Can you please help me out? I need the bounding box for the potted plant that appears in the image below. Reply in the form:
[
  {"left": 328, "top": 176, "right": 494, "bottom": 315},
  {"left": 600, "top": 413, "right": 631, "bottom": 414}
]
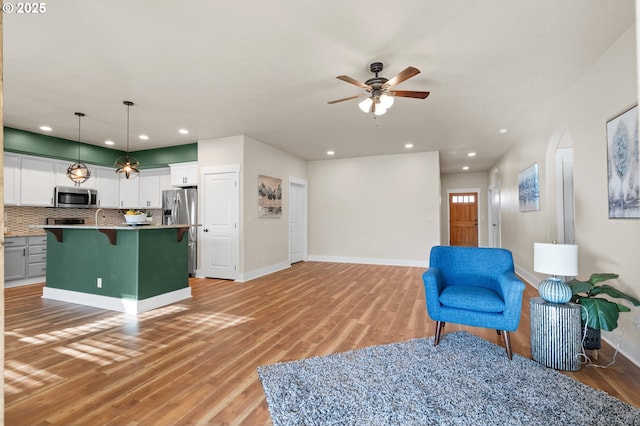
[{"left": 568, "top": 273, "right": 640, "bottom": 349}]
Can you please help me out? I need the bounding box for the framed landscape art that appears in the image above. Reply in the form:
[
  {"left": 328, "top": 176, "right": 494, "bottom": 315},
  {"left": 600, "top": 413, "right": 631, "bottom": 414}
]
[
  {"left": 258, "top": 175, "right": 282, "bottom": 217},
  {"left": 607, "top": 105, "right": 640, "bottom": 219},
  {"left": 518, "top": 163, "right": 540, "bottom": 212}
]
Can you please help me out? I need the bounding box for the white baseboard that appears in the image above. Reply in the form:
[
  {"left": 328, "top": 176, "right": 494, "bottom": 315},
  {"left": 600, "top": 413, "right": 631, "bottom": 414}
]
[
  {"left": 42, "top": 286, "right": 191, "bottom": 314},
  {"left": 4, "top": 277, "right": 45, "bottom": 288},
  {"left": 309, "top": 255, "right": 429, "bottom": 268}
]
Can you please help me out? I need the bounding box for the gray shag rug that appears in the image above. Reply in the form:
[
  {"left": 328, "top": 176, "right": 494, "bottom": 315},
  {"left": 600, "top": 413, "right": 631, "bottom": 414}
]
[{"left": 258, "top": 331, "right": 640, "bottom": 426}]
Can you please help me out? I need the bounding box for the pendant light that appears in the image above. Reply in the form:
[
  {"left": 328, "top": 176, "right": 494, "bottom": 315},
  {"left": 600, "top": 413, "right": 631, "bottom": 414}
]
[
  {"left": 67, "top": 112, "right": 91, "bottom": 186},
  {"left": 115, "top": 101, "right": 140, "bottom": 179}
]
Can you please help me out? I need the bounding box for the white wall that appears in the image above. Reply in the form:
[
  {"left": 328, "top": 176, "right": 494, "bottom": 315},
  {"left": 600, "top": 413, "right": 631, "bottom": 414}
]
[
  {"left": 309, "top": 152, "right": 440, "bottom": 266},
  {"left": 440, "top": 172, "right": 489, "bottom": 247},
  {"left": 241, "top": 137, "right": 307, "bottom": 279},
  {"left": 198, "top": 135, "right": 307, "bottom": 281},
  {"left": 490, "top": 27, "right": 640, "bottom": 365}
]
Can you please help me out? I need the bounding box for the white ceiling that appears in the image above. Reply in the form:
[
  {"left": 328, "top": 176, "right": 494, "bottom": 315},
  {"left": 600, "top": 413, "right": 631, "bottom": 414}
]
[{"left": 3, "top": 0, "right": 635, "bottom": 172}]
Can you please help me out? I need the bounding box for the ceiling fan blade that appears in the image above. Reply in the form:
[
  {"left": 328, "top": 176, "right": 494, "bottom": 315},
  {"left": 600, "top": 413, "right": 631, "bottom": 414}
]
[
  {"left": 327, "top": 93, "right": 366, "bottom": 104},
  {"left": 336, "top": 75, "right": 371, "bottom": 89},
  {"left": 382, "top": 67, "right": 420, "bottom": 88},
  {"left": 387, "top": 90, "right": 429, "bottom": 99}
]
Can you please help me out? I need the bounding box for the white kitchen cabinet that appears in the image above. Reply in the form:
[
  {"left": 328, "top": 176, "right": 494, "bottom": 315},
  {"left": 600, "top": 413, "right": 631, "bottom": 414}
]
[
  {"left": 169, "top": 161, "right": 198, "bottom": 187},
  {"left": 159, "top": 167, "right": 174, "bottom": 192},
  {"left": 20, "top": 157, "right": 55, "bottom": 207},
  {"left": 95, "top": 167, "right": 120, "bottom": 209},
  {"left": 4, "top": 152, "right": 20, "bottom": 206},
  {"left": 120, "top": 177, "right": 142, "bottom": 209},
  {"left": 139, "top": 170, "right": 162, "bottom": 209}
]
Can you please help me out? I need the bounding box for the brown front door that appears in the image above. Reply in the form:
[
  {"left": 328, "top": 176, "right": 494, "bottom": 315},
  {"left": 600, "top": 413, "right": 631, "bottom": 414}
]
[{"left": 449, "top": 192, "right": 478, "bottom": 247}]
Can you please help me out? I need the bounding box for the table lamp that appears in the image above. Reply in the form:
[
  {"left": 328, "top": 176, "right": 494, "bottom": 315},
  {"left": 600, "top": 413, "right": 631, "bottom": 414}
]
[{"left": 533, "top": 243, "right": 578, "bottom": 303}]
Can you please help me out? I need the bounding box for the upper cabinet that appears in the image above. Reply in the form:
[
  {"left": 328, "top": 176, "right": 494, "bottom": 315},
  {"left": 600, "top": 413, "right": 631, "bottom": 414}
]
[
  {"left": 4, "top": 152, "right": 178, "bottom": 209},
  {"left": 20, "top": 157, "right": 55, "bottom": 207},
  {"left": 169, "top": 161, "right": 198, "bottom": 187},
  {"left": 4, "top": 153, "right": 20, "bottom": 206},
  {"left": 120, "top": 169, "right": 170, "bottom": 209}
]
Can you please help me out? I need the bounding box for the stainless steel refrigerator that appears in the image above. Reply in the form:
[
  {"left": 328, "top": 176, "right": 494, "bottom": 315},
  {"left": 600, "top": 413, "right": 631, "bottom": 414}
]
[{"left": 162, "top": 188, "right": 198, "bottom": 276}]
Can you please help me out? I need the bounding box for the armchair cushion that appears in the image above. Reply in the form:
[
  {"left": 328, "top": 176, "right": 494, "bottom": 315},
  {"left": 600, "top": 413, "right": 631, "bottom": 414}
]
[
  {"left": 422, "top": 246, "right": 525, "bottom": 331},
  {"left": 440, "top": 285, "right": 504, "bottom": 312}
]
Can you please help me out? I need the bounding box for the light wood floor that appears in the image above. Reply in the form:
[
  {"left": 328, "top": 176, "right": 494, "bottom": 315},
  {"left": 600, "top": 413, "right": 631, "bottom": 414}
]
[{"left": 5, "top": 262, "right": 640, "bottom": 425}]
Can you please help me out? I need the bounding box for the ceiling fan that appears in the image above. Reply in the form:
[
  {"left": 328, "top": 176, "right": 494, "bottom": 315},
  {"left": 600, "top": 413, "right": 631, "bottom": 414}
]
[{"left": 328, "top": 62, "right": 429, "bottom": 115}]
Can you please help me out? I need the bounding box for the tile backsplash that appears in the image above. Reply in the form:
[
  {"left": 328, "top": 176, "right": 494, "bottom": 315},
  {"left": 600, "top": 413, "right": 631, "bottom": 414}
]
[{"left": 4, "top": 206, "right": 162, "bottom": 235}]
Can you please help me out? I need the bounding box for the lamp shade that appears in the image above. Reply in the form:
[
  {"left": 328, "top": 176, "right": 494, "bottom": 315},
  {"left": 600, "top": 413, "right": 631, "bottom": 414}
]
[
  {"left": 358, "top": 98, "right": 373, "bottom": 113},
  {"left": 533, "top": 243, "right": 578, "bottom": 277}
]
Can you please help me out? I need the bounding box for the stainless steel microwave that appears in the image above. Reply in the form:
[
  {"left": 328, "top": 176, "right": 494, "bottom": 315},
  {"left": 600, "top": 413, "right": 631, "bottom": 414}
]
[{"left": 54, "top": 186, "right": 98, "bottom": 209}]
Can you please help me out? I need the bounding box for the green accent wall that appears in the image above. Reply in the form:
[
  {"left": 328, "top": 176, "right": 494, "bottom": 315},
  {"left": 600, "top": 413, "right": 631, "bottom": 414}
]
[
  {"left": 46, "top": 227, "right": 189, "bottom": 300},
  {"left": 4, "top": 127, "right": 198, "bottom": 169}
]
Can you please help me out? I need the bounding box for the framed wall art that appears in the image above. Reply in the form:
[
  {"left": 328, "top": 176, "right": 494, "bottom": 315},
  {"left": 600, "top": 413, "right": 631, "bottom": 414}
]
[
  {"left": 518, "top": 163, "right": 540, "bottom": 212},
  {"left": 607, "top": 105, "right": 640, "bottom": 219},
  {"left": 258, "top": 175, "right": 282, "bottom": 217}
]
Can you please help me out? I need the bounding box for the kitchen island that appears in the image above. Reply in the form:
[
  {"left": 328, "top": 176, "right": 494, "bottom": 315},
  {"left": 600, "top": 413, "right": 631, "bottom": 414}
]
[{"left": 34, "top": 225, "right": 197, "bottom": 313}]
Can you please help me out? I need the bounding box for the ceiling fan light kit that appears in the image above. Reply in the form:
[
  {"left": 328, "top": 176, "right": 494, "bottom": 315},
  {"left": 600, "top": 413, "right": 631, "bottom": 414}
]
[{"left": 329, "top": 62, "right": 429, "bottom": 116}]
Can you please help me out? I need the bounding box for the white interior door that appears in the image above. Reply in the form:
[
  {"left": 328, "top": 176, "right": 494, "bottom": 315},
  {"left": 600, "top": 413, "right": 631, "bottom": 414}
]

-.-.-

Problem details
Collect every line of the listing above that contains the word "framed". Match case exactly.

Response to this task
Can you please help me out? I need the bounding box for the framed landscape art that appears in the image above. Reply in the form:
Can you please help me out? I need the bounding box for the framed wall art that appears in the image above. Reply in the form:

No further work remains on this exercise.